> [PROVIDED MATERIAL]
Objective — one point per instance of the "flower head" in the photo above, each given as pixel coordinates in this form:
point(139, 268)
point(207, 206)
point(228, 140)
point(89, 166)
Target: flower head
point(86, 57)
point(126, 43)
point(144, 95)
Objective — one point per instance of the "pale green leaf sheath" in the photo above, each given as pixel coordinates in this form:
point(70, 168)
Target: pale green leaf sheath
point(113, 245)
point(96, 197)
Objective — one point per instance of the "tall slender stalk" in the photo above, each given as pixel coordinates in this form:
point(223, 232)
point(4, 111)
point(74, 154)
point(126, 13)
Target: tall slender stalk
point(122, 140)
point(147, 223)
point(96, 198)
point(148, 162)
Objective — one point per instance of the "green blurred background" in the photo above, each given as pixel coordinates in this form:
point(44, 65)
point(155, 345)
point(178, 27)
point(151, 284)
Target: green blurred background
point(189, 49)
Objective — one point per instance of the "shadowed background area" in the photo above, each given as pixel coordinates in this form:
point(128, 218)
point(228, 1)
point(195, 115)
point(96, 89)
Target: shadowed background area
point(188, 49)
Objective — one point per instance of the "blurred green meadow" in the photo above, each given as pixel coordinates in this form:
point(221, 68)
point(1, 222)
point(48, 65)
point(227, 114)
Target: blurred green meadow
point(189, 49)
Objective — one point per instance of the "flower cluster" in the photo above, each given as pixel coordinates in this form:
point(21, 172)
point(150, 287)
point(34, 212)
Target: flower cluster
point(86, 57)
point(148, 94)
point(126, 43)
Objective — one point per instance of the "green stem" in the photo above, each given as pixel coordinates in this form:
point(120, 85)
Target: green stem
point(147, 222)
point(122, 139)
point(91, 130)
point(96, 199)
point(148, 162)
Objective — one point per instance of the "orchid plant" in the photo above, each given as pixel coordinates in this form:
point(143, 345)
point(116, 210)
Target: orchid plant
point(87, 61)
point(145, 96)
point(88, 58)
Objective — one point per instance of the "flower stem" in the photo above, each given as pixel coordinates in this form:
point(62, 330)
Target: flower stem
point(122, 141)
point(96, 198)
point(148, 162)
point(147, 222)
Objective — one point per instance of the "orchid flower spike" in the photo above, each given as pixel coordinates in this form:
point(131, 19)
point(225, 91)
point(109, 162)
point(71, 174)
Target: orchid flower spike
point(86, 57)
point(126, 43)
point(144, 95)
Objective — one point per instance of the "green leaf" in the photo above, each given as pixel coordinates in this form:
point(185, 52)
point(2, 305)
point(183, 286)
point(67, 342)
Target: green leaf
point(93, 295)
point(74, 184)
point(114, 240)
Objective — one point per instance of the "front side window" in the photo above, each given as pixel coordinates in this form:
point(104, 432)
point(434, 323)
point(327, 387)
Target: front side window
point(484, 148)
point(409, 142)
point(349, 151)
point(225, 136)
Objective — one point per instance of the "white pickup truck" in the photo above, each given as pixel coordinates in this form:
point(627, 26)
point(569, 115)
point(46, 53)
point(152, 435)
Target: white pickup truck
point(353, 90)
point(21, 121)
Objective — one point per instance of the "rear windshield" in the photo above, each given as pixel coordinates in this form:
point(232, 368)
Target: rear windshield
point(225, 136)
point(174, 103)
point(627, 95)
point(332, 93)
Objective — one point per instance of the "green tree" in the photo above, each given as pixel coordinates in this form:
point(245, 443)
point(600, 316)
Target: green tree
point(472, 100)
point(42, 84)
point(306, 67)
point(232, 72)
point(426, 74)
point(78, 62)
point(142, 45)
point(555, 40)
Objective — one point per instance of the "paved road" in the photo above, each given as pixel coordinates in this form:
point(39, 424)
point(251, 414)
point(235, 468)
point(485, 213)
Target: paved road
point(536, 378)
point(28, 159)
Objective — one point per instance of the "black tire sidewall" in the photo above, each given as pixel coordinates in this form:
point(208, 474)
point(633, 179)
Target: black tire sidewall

> [DO THIS]
Copy every item above word for word, line by line, with nothing changed.

> [FINISHED ANSWER]
Objective — one point per instance of the "flower head" in the photo above, each given as pixel coordinates in this form:
point(139, 268)
point(207, 206)
point(228, 140)
point(89, 166)
Target: flower head
point(86, 57)
point(126, 43)
point(144, 95)
Objective — one point per instance of the "pale green leaf sheath" in the photo above, each given as pixel coordinates in this form:
point(70, 168)
Target: pale green leaf sheath
point(113, 245)
point(96, 197)
Objective — one point per instance of the "tall slender stalk" in the photo above, each given as pixel coordinates in this form:
point(223, 232)
point(4, 111)
point(74, 154)
point(126, 13)
Target: tall slender stalk
point(122, 140)
point(147, 223)
point(96, 198)
point(148, 162)
Objective — one point per instance of the "green blurred background" in the photo above, each given as pixel coordinates in this form:
point(44, 65)
point(155, 345)
point(178, 27)
point(151, 284)
Target: green blurred background
point(189, 49)
Objective — one point per instance of the "shadowed background area" in the photo above, each given as pixel coordinates in this form:
point(128, 218)
point(228, 1)
point(195, 115)
point(96, 89)
Target: shadowed background area
point(188, 49)
Objective — one point per instance of the "blurred green meadow" in the photo above, each given as pixel coordinates in this form:
point(221, 68)
point(1, 222)
point(48, 65)
point(227, 114)
Target: blurred green meadow
point(189, 49)
Objective — one point per instance of the "flower cluster" in the photo above, each given as pixel coordinates in this form:
point(21, 172)
point(150, 287)
point(34, 212)
Target: flower cluster
point(86, 57)
point(148, 94)
point(126, 43)
Objective — one point per instance of the "green stem" in the photo above, each given as pixel coordinates in this form:
point(120, 85)
Target: green stem
point(147, 222)
point(122, 139)
point(91, 130)
point(96, 199)
point(148, 162)
Objective — one point per instance of the "orchid plant" in the photo above, each given as pixel coordinates in this form:
point(143, 345)
point(116, 210)
Target: orchid plant
point(87, 61)
point(145, 96)
point(88, 58)
Objective — one point per instance of the "flower stem" in the photo above, each given as pixel coordinates in this form:
point(62, 330)
Target: flower stem
point(122, 141)
point(96, 198)
point(148, 162)
point(147, 222)
Objective — one point per instance of the "orchid flower spike" in the photo above, each given as pixel coordinates in this form:
point(131, 19)
point(225, 91)
point(109, 162)
point(71, 174)
Target: orchid flower spike
point(86, 57)
point(126, 43)
point(144, 95)
Objective — one point per instance of the "green leaf" in the photo above, each given as pixel coordinates in this form:
point(185, 52)
point(2, 305)
point(183, 286)
point(67, 342)
Target: green leaf
point(93, 295)
point(74, 184)
point(114, 240)
Objective — one point per instance of the "front side window" in the photo above, each given as pixel coordinates in this form:
point(104, 432)
point(434, 323)
point(327, 387)
Target: front side window
point(484, 148)
point(409, 142)
point(349, 151)
point(225, 136)
Objective — one point per instance of the "white pickup truck" in the photo above, each given as pixel coordinates in this form:
point(627, 26)
point(569, 115)
point(46, 53)
point(152, 435)
Target: white pickup truck
point(353, 90)
point(21, 121)
Objective — one point per instance of the "rear windshield" in the photo above, each given as pixel coordinates in this form:
point(232, 368)
Target: rear windshield
point(225, 136)
point(174, 103)
point(627, 95)
point(332, 93)
Objective — one point per instance of the "green tree" in the photo above, each given as pixel coordinates in this form:
point(245, 443)
point(600, 316)
Target: green tree
point(472, 100)
point(42, 84)
point(306, 67)
point(232, 72)
point(426, 74)
point(78, 62)
point(142, 45)
point(555, 40)
Objective — one point per instance of the "paved road" in the photo above, each given as pixel coordinates in this form:
point(39, 424)
point(251, 414)
point(235, 468)
point(485, 213)
Target: paved road
point(536, 378)
point(28, 159)
Objective — one point per instance of the "black tire sidewall" in the photo above, each given as pixel coordinates in this form:
point(208, 474)
point(633, 179)
Target: black tire sidewall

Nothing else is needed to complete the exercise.